Pérez-Reverte organise ses récits de manière aussi disciplinée qu'il préparait, dans son ancienne vie, ses reportages sur la ligne de front, décortiquant au préalable les cartes routières et ingurgitant tout ce qu'il pouvait sur les parties prenantes pour affronter au mieux le danger. "Comme le narrateur de 'L'italien', je suis un écrivain professionnel, pas un artiste", explique-t-il. "Pour réussir à capter efficacement l'attention du lecteur sur 400 pages sans le décevoir et, je l'espère, en lui apprenant des choses, il me faut résoudre des problèmes techniques et recourir à des trucs narratifs. Cela ressemble aux combinaisons tactiques du jeu d'échecs". Exposé très jeune aux textes latins et grecs par son père, puis insatiable lecteur de la littérature espagnole du XVI au XVIII siècle et des grands classiques du XIX et XX, Pérez-Reverte se dit fermement convaincu du pouvoir de la littérature. À la fois comme "analgésique" et comme grille de décryptage du monde, capable d'expliquer la plupart des tragédies et de mieux "les faire digérer" à leurs protagonistes.

CONTENU DES DONNÉES:
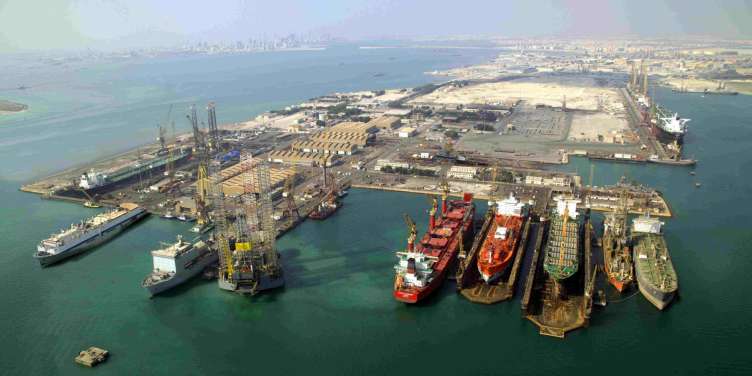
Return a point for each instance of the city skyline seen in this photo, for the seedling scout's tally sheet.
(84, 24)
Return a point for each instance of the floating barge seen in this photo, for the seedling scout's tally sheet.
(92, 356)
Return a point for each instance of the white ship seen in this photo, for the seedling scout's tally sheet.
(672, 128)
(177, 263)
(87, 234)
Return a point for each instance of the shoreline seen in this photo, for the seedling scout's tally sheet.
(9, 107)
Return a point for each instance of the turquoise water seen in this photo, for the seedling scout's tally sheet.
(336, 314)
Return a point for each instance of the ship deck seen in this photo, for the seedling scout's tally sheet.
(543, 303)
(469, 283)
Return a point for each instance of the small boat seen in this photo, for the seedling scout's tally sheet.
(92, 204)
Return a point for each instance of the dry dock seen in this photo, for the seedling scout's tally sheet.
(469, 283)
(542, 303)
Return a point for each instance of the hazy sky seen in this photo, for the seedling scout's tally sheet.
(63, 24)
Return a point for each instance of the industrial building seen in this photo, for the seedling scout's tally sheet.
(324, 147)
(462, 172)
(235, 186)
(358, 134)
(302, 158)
--
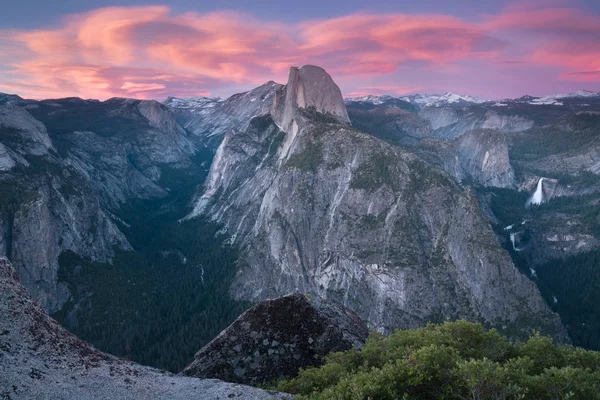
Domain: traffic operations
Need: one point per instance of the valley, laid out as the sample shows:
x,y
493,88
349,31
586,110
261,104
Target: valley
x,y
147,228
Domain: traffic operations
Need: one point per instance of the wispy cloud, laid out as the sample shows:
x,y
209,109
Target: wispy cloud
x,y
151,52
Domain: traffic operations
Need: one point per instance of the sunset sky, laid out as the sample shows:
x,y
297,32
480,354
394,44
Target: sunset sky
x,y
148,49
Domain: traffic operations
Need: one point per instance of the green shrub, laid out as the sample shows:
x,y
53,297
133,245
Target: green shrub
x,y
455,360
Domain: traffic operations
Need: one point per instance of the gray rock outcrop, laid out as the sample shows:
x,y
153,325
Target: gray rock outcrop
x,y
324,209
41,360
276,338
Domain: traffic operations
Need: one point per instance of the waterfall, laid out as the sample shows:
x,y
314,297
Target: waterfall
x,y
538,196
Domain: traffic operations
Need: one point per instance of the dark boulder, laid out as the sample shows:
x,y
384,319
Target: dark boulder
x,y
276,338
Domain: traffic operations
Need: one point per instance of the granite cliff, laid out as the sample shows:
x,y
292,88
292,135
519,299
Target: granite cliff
--
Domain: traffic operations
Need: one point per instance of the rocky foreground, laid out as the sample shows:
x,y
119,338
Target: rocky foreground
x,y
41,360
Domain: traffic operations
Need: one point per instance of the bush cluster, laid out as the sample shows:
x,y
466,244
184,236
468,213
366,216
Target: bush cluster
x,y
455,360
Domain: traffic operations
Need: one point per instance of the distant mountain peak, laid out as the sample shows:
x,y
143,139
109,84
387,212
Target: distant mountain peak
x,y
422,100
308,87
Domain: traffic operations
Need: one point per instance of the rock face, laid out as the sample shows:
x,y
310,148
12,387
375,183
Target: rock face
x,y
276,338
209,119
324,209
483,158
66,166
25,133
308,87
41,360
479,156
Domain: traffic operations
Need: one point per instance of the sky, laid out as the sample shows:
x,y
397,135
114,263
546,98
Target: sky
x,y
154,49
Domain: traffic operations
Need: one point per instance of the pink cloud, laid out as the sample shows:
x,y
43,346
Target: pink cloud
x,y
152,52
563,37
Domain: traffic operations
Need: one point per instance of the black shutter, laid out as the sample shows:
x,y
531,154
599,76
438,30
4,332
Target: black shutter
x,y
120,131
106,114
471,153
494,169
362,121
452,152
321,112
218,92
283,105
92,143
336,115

ÉNONCÉ DU PROBLÈME 1: Selon l'extrait sur Pérez-Reverte, comment l'auteur se définit-il en se comparant au narrateur de « L'italien » ?
ÉNONCÉ DU PROBLÈME 2: Poursuivez l'extrait sur Pérez-Reverte à partir de sa dernière phrase.
Les enregistrements n'interviennent en rien ici.

RÉPONSE FINALE 1: Comme un écrivain professionnel, et non comme un artiste.

RÉPONSE FINALE 2:
À l'instar de celui de sa série la plus connue, le capitaine Alatriste, qui sidère ses compagnons en sortant au milieu de l'enfer des assauts turcs un recueil de don Francisco de Quevedo qu'il transporte dans sa besace "pour supporter des jours comme celui-ci", lui se recroquevillait avec son exemplaire de Plutarque qu'il relisait à la lampe de poche dans le recoin de sa chambre d'hôtel le moins exposé aux bombardements lors de la guerre en ex-Yougoslavie. "Les philosophes classiques considéraient la guerre comme la mère de toutes les choses. Tous les livres que j'ai lus avant, pendant et après mes missions ont contribué à faire de ma vie un terrain moins tourmenté", expose celui qui, en guise de profil sur X, assure "n'avoir aucune idéologie mais posséder une bibliothèque". "Je plains ceux qui ne peuvent compter sur ce gilet de sauvetage comme mon cameraman Marquez, qui vivait un enfer sur le champ de bataille". Malgré son apparente quiétude, l'ex-reporter continue d'être périodiquement visité par des fantômes. "À Sarajevo, je me suis retrouvé à côté d'un petit garçon de l'âge de ma fille victime d'une bombe. Je l'ai emmené à l'hôpital à cinq kilomètres de là, appuyant sur ses blessures avec des Kleenex pour tenter d'empêcher son sang de s'écouler. Il est devenu froid, puis il est mort dans la voiture. J'avais la chemise toute rouge et, pendant plusieurs jours, je n'ai pas réussi à me débarrasser de son sang sous mes ongles. J'en ai encore rêvé il y a quelques jours".

C'est précisément dans les Balkans, à Mostar, qu'il décida de quitter le journalisme à Noël 1993, comme il le raconte à la fois dans un récit très autobiographique, 'Territoire Comanche' (publié en 2022 aux Belles Lettres, dans la Collection Mémoires de guerre) et dans l'une de ses plus profondes fictions, 'Le peintre de batailles', sorti en 2006 au Seuil. Andrés Faulques, son énigmatique double, a troqué la photographie de guerre pour le muralisme après avoir vécu un drame en ex-Yougoslavie. Il s'est retiré du monde pour accomplir la fresque définitive embrassant trente ans de conflits à partir des "souvenirs, situations et vieilles images qui constituent son cerveau et s'éteindront en lui et avec lui à l'heure de sa mort. Durant la première guerre du Golfe déjà, j'avais déjà pressenti que le reportage de guerre ne servait à rien. Quand je suis arrivé en Croatie, ce sentiment s'est confirmé. Mes sujets pouvaient passer après un match entre le PSG et le Real Madrid. Je devais me battre pour que mes images de terreur et de mort figurent au journal télévisé alors que ma direction les trouvait trop dures. Pourquoi aller sur le terrain si c'est pour en taire l'horreur?".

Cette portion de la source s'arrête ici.